Job: Copy the lines of the items verbatim, starting at the beginning of the items and ending with the line that contains "column 278, row 236", including that line. Leave the pictures out.

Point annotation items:
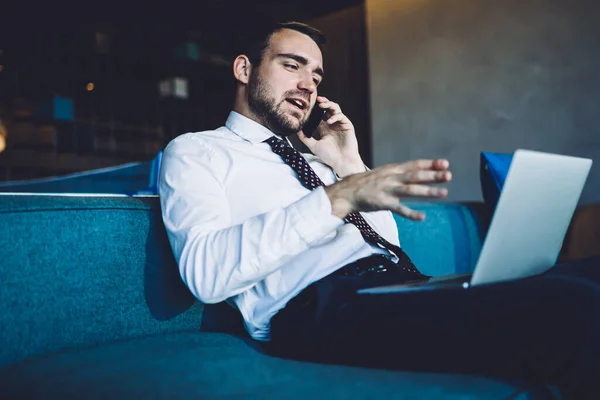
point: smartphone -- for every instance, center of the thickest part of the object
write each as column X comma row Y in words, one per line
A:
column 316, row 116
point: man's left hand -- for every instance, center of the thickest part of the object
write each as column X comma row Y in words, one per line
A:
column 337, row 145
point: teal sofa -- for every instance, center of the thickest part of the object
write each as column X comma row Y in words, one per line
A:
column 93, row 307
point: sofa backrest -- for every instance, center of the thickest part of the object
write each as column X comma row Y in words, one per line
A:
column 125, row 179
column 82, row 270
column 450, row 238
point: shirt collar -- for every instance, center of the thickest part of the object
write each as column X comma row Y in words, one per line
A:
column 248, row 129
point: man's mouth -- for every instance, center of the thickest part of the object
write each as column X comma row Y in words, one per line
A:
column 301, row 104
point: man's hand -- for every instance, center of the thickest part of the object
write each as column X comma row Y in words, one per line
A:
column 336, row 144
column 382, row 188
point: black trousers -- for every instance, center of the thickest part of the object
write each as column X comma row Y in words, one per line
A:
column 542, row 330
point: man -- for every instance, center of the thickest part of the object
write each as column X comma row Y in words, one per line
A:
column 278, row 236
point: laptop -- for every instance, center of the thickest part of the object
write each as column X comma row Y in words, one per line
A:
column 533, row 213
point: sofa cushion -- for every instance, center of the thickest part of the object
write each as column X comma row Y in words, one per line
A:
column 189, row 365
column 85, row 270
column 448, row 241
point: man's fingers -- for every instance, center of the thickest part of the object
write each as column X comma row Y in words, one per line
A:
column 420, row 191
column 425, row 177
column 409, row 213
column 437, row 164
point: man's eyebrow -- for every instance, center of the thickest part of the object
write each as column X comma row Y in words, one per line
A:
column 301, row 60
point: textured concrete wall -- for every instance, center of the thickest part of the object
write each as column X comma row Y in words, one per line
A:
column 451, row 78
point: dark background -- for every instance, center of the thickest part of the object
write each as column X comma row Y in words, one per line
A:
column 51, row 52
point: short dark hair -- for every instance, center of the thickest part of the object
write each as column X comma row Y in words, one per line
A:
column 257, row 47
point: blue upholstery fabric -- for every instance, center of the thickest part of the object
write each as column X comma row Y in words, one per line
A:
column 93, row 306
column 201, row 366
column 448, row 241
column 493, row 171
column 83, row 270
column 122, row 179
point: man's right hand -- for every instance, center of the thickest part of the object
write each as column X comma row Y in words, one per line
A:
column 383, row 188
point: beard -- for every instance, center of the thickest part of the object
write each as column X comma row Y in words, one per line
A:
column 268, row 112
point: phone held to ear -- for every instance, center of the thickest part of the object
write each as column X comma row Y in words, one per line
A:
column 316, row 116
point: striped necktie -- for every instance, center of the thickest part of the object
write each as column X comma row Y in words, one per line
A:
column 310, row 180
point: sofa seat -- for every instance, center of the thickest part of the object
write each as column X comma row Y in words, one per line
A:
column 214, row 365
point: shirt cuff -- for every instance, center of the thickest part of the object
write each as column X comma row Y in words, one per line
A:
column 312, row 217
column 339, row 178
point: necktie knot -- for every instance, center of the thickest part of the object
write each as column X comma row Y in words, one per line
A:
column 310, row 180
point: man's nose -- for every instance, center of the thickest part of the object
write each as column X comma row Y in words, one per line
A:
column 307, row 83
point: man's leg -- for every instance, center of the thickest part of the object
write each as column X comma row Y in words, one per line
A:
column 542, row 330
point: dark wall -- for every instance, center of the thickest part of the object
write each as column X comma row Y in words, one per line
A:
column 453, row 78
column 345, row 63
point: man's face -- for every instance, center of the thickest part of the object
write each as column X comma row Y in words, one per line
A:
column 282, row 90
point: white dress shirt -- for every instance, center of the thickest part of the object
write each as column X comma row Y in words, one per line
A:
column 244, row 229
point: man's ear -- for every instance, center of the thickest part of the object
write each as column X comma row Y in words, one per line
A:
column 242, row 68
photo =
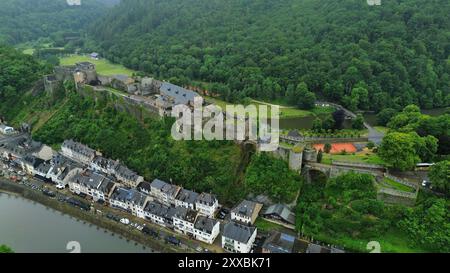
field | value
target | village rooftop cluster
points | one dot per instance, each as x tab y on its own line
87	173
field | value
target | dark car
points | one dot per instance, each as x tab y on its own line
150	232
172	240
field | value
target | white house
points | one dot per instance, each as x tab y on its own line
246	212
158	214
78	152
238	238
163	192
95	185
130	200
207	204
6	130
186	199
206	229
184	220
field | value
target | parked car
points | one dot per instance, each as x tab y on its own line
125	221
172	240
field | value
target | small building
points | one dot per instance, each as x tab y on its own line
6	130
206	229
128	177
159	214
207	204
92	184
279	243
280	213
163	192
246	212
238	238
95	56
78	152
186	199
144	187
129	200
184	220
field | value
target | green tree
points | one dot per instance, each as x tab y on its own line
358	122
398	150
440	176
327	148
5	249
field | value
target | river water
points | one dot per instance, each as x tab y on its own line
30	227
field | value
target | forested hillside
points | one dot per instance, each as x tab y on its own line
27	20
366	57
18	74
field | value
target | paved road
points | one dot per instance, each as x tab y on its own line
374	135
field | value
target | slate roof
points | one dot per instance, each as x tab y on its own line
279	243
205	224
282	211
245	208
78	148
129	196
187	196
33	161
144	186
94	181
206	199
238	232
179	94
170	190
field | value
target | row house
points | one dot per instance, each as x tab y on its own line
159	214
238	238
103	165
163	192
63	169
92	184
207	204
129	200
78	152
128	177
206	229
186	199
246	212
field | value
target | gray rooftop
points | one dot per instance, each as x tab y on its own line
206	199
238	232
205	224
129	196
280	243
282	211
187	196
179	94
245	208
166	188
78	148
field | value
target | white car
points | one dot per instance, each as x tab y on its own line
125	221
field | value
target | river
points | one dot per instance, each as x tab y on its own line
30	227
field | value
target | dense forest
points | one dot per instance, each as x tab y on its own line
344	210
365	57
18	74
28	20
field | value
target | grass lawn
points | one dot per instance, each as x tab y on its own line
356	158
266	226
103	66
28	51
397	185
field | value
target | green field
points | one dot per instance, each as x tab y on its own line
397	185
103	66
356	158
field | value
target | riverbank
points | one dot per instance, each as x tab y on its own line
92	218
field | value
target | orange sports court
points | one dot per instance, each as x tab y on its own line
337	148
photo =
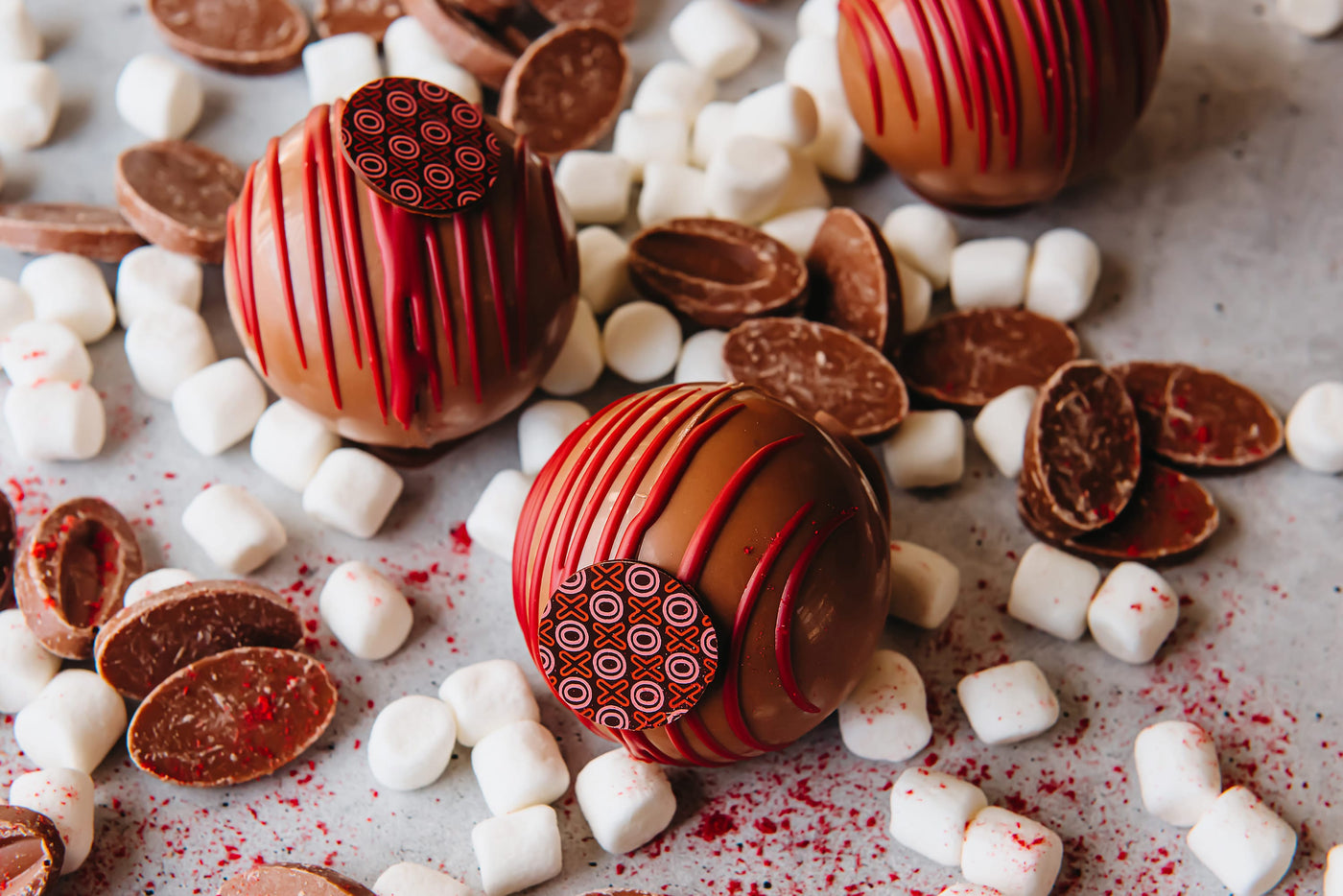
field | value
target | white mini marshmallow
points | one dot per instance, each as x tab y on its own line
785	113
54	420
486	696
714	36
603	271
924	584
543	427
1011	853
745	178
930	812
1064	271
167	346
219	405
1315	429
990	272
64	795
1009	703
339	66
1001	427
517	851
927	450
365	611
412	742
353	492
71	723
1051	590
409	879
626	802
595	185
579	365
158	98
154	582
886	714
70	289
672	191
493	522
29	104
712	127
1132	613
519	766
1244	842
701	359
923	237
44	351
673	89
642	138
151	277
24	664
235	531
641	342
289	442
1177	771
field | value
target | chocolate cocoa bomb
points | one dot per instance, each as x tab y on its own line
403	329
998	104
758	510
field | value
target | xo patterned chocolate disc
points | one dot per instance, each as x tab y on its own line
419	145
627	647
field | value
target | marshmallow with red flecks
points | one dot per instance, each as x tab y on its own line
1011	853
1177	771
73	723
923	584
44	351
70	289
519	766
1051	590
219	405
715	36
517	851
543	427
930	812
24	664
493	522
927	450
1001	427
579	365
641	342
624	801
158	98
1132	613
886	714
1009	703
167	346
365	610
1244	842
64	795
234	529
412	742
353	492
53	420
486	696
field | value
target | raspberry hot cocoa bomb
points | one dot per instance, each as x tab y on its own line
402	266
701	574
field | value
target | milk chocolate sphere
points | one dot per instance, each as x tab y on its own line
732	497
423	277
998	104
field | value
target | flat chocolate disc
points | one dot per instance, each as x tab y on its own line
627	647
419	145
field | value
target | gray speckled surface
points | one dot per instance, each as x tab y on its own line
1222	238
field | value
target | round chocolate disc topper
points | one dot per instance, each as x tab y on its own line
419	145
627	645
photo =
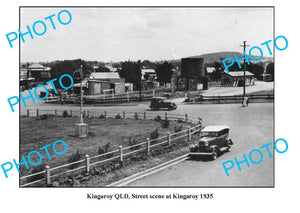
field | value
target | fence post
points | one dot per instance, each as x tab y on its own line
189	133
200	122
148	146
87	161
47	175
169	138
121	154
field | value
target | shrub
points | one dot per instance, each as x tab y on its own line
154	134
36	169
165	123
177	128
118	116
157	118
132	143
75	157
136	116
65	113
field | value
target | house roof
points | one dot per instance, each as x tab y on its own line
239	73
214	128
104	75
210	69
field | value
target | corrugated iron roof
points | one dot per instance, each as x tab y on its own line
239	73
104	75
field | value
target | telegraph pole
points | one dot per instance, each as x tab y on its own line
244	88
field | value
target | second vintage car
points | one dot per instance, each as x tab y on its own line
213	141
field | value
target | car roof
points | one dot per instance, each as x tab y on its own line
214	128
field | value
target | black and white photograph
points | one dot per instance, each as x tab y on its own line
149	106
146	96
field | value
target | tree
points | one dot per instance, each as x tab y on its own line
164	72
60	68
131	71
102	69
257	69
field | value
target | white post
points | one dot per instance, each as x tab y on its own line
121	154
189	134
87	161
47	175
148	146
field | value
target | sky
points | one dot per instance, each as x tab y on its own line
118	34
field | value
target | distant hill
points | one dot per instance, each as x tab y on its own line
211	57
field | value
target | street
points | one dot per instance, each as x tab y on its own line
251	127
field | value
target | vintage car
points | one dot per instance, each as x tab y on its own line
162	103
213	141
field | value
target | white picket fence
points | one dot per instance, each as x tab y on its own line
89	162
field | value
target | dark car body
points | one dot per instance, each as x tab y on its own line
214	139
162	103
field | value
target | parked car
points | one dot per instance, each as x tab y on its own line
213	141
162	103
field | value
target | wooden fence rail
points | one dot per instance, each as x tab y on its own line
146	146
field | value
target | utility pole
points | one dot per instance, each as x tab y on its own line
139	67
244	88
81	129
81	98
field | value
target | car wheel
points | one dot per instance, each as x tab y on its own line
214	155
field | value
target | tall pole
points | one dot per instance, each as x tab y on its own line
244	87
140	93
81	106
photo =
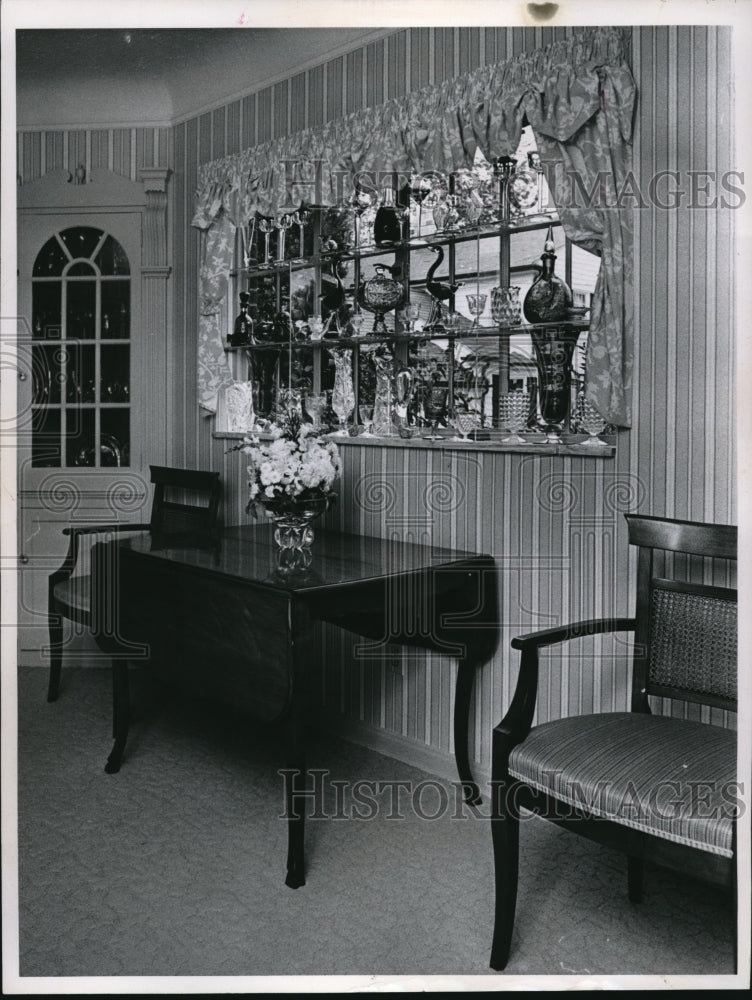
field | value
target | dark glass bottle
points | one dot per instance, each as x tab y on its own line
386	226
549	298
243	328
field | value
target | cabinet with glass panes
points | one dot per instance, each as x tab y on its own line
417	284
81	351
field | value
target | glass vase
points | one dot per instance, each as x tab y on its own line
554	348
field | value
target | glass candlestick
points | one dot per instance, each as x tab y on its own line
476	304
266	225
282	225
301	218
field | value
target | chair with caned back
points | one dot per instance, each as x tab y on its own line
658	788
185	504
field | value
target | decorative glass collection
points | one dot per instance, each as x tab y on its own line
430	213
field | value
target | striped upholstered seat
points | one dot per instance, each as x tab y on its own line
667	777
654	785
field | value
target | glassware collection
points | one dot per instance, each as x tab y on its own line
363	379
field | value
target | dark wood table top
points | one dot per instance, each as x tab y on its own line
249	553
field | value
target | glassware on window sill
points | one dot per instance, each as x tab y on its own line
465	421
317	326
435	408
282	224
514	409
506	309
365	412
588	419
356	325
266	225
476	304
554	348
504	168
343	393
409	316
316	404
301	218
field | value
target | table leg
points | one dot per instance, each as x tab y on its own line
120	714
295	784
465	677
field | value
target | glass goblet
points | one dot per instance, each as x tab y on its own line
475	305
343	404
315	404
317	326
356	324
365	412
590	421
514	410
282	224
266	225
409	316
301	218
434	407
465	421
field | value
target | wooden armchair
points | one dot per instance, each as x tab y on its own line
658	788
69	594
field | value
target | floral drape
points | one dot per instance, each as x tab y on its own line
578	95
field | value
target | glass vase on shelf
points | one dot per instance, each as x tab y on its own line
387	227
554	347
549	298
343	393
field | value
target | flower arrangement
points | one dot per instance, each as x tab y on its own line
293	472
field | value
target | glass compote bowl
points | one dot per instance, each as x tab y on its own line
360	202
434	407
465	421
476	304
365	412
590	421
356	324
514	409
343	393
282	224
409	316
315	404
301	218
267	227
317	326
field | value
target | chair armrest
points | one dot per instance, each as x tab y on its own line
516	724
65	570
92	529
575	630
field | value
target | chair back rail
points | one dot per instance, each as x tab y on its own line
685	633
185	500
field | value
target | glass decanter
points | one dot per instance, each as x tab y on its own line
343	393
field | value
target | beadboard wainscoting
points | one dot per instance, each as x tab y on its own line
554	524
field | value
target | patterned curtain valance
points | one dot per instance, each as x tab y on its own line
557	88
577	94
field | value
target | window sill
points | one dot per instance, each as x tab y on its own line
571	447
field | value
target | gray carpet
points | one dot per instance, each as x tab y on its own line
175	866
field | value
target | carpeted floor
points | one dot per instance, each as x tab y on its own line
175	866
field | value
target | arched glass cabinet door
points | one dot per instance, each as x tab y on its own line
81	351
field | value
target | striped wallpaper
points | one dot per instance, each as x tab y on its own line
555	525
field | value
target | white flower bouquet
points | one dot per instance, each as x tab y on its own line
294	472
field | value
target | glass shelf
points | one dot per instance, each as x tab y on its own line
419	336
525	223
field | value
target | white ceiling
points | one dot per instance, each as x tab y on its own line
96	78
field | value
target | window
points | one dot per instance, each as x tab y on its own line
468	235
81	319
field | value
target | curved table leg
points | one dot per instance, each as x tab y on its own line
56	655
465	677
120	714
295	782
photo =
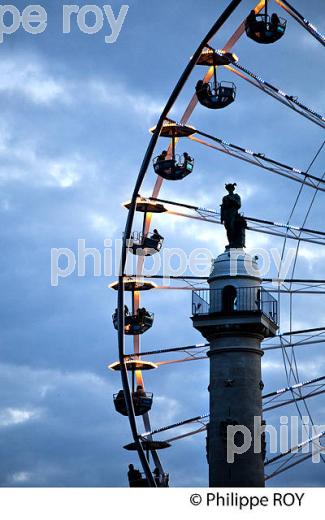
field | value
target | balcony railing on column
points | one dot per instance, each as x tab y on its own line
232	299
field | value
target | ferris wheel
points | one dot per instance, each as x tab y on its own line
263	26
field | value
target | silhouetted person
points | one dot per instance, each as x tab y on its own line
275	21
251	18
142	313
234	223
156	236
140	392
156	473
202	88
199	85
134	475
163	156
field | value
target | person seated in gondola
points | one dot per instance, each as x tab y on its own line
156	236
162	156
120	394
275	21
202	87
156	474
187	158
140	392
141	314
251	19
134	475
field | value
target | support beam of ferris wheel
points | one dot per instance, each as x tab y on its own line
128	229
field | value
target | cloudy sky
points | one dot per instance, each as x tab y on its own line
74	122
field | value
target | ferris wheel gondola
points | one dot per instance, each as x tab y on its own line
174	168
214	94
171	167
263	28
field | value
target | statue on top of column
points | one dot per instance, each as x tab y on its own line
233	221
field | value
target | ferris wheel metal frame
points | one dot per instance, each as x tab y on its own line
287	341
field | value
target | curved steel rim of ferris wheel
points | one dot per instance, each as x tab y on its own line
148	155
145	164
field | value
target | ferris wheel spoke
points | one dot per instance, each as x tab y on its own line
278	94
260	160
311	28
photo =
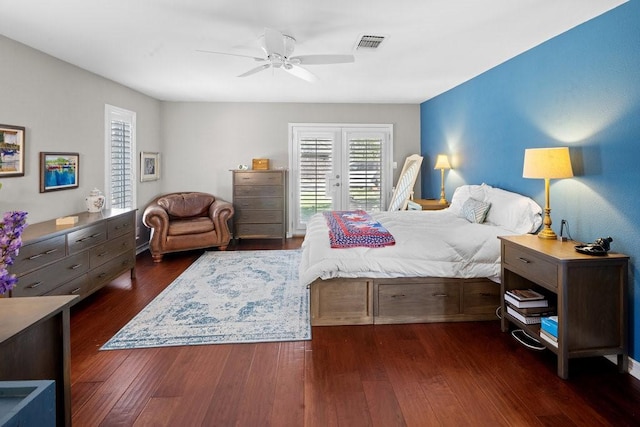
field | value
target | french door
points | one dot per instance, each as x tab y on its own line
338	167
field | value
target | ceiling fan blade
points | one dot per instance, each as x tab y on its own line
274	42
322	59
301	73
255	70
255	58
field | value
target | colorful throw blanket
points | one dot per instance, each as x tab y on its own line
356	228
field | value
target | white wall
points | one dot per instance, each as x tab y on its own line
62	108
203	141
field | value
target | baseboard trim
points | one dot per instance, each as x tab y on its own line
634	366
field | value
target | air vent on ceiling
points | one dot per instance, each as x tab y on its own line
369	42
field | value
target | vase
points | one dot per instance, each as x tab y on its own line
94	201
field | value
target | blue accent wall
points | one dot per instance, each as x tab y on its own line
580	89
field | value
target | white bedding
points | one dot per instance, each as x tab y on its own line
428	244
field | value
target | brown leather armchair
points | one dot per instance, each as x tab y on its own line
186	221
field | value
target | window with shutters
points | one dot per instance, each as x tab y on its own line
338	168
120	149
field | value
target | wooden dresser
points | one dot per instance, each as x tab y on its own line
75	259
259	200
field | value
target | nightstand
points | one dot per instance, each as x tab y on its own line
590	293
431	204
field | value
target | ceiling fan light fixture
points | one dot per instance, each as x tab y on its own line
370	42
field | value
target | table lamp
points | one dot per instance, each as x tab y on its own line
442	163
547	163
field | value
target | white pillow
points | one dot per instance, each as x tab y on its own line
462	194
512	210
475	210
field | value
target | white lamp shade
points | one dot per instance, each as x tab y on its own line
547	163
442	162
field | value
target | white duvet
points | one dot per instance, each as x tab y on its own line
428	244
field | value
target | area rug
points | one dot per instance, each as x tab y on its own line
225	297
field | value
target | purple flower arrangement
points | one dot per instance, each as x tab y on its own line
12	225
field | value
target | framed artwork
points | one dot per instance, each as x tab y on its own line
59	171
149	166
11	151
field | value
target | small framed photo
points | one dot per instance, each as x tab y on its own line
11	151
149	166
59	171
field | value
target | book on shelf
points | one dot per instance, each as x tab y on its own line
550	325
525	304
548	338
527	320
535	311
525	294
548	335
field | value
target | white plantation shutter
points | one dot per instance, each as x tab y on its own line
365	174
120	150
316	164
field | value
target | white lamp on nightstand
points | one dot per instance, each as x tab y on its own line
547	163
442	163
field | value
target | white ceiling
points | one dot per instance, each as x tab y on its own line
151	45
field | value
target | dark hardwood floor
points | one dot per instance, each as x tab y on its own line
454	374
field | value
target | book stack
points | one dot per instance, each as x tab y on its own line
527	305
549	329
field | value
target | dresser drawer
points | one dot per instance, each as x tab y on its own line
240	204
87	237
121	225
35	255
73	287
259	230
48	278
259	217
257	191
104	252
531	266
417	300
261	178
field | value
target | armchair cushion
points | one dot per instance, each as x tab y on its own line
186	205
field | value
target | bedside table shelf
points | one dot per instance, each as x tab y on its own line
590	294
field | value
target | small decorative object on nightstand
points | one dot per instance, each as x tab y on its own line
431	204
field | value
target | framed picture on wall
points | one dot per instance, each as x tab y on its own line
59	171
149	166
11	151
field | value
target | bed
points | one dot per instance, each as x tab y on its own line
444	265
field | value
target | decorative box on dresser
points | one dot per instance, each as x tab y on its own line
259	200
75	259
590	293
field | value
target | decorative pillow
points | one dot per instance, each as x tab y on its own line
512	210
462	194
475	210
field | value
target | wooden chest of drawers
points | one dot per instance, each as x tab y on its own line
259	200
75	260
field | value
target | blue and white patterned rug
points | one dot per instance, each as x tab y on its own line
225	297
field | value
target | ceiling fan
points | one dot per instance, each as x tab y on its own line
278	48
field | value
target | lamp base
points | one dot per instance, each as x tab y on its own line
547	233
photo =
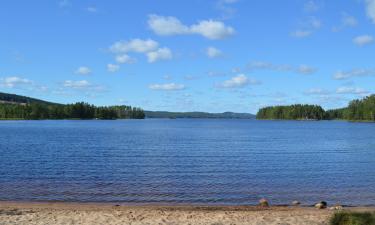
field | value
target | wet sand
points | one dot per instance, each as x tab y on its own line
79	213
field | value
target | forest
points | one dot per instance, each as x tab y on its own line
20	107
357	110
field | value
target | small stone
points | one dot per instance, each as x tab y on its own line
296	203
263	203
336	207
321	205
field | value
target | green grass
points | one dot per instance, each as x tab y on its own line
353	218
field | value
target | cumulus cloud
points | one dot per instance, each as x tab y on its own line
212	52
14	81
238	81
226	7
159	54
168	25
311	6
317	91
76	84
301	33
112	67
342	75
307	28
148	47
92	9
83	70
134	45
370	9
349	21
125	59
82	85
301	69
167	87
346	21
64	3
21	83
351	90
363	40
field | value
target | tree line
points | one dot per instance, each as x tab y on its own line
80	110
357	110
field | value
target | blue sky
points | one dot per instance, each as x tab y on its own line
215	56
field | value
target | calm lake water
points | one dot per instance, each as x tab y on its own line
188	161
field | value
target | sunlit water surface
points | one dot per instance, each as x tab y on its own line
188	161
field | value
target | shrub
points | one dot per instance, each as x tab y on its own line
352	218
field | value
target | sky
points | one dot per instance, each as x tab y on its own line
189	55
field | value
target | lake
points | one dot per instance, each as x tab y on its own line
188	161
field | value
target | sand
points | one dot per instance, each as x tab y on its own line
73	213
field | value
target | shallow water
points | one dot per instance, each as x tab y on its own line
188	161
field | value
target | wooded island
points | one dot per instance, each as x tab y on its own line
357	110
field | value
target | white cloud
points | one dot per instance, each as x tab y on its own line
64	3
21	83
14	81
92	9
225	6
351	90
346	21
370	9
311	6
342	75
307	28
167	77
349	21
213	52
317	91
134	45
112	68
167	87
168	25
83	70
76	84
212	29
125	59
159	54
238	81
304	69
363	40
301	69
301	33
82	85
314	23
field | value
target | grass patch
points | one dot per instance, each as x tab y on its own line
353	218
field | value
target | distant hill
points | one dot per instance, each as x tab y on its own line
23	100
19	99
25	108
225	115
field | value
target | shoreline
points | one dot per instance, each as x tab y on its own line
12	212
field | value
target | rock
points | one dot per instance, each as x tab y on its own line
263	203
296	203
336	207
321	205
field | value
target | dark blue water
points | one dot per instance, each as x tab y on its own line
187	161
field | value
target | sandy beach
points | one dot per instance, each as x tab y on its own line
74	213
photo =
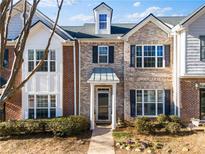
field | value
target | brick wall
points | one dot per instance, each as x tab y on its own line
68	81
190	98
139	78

Response to the task:
point: smartphone -- for every instance, center of the thickest part of the object
write each as column X comma row Y in words, one per line
A:
column 316, row 116
point: man's left hand -- for every instance, center of the thickest part of the object
write each as column X comma row Y in words, one per line
A:
column 337, row 145
point: teal sofa -- for every instance, center of the thickest part of the object
write each as column X comma row Y in words, one per line
A:
column 93, row 307
point: sofa backrest -- for every instance, center of the thickest part of the object
write each as column X comma row Y in words, one per line
A:
column 125, row 179
column 82, row 270
column 450, row 238
point: shirt collar -- for every instance, center of the thickest part of the object
write each as column X comma row Y in words, one per line
A:
column 248, row 129
point: man's mouth -- for every instance, center of the thickest part of the object
write each as column X comma row Y in words, one per line
A:
column 301, row 104
point: man's hand -- for every instance, center of the thickest part of the object
write each as column X comma row Y in words, one per line
A:
column 336, row 144
column 382, row 188
point: black trousers -- for every instance, center of the thickest part of the object
write each as column X comma row Y in words, one per line
A:
column 542, row 330
point: man -- for every instance, center of the thickest part of the object
write each as column X comma row Y in words, one per line
A:
column 278, row 236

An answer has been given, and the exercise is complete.